- Task requirements: Make an exact copy of all the entries below, with the pictures left out.

- Input material:
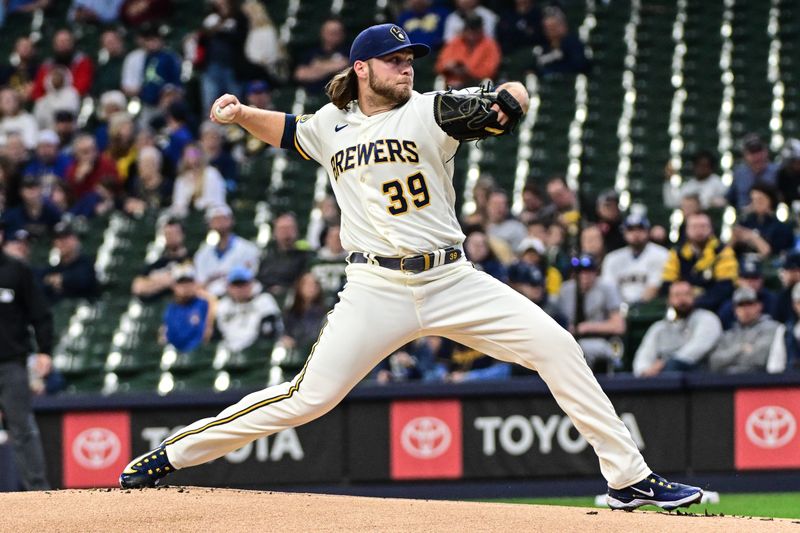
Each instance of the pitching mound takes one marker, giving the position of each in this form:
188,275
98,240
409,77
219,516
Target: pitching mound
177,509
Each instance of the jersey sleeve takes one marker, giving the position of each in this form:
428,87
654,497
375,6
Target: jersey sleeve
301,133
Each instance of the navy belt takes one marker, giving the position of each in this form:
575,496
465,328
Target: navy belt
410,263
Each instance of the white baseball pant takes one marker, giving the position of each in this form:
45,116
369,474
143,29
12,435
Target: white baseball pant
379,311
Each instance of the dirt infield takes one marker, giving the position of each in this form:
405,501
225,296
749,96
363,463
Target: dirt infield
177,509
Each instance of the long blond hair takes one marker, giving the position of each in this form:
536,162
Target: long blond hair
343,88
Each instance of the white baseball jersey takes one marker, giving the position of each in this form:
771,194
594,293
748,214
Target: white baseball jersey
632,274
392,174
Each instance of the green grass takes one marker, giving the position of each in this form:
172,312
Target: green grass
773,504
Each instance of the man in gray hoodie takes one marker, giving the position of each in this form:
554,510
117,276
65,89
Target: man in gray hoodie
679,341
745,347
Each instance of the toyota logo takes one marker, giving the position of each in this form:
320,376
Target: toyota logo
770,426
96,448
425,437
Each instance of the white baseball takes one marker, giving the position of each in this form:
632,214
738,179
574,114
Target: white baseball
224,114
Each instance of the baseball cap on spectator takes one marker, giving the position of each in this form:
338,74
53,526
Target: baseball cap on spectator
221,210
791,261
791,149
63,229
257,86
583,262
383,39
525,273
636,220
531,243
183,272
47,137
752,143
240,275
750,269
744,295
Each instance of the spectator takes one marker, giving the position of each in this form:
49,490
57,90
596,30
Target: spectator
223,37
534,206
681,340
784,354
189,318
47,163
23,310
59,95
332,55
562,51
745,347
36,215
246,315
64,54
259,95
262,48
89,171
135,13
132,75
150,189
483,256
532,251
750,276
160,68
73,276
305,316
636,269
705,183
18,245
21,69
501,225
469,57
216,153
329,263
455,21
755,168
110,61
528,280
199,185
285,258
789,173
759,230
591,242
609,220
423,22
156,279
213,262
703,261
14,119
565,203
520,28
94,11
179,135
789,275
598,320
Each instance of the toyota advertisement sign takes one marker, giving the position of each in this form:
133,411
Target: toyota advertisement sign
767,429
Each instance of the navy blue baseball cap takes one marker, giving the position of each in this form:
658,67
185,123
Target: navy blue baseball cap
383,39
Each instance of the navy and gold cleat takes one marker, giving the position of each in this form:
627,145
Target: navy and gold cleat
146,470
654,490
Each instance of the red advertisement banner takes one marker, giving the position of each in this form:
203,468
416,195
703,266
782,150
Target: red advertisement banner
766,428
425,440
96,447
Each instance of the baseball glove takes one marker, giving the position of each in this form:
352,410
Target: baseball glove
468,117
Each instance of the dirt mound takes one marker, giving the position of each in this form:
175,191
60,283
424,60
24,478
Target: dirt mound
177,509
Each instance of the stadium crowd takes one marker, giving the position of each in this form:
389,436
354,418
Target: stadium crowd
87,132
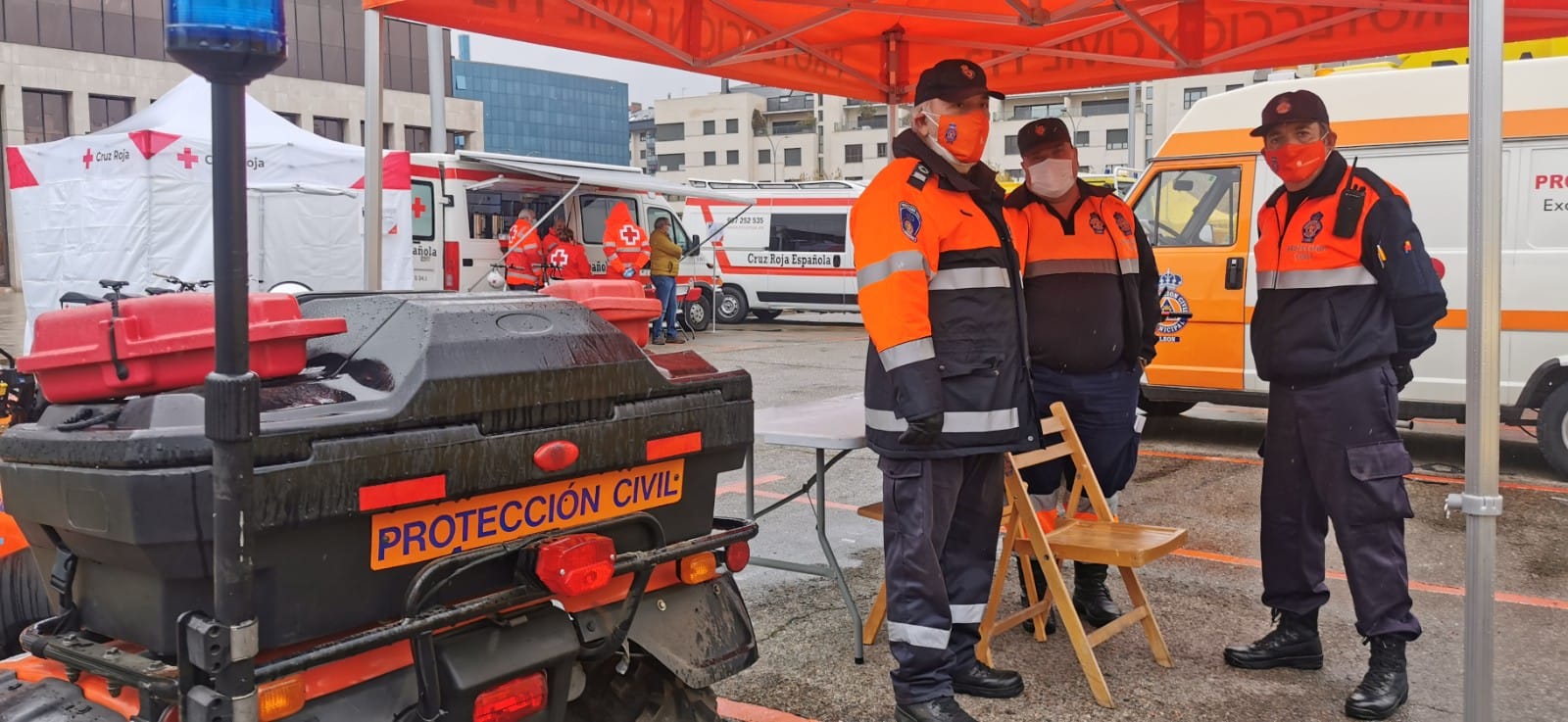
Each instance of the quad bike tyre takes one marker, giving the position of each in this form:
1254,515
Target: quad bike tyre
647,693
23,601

- Result:
Each instance of the pitching mound takes one marker, giving the position of each in this form:
188,275
98,240
409,77
219,516
Target: pitching mound
177,509
Each instance of the jersey sleeve takes one marker, giving the position of each in this form:
428,87
654,497
375,6
Target: jersey sleeve
301,133
Each instance of the navy belt takes one marker, giving the position of each in this form:
575,496
465,328
Target: navy belt
410,263
Each instance of the white baseball pant takes one marker, giving the position of each in this form:
45,116
369,474
143,29
12,435
Target: white baseball pant
379,311
Each instance of the dirt infield takes one marker, giving the position of each in this form:
405,501
225,296
749,96
363,463
Target: dirt infield
177,509
Each instance of the long blond hair takes one marker, giving the position of each in this form:
536,162
Target: long blond hair
343,88
Each instance of the white baseball jersey takes one marker, giving the position of each in this form:
771,194
594,293
748,214
Target: white baseball jersey
632,274
392,174
Each instance of the green grass takes one marker, giving the position of each in this form:
172,312
Target: green grass
773,504
Each instance of the man in gray hoodie takes one marker, giving the position of each in this form:
554,510
117,276
65,89
Target: man in gray hoodie
679,341
745,347
Each instance of the toyota logo takes one marker, giving the position of each in this form:
320,376
Target: toyota logo
770,426
96,448
425,437
Each instance of the white baseball takes one marker, giving the position of each in this form:
632,214
738,179
574,114
Target: white baseball
224,114
Each instance of the baseball cap on spectator takes one marker, giving the position of each in this form:
338,74
53,526
Target: baseball cap on spectator
221,210
791,261
791,149
63,229
257,86
583,262
383,39
525,273
636,220
531,243
183,272
47,137
752,143
240,275
750,269
744,295
Each instance of the spectator takes one marker, giving the position of each in this form:
49,490
57,90
596,30
Target: spectator
223,37
534,206
681,340
784,354
189,318
47,163
23,310
59,95
332,55
562,51
745,347
36,215
246,315
64,54
259,95
262,48
89,171
135,13
132,75
150,189
483,256
532,251
750,276
160,68
73,276
305,316
636,269
705,183
18,245
21,69
501,225
469,57
216,153
329,263
455,21
755,168
110,61
528,280
199,185
285,258
789,173
759,230
591,242
609,220
423,22
156,279
213,262
703,261
14,119
565,203
520,28
94,11
179,135
789,275
598,320
Each instance of the toyota advertisement sign takes one marker, giving the position of each in this form:
133,411
Target: toyota advertisement sign
767,429
Each instance of the navy blue baseball cap takes one marker, giving the position of each in this form:
658,67
185,123
Target: navy blue baseball cap
383,39
Each instance of the navy and gold cleat takes one marker, giving the position of each in this form:
627,145
Target: navy and gold cleat
146,470
654,490
Each instance of the red advertisement banner takes one marker, giving the position of each in this form:
203,468
416,195
703,266
782,150
Target: red advertisement banner
766,428
425,440
96,447
Each instance of the baseball glove takes one marker, giving the position of each in this form:
352,410
Target: baseball glove
468,117
Each instance of the dirt mound takes one marker, giving the position of each in this form:
175,191
60,283
424,60
24,478
Target: dirt mound
177,509
Each instance of the stadium crowd takes one marker, giving the position of each in this form:
389,436
354,418
Target: stadium crowd
87,132
Each instance of the quad bike tyre takes one marker, giving the position of each in this form:
1254,515
Target: quad bike tyre
647,693
23,601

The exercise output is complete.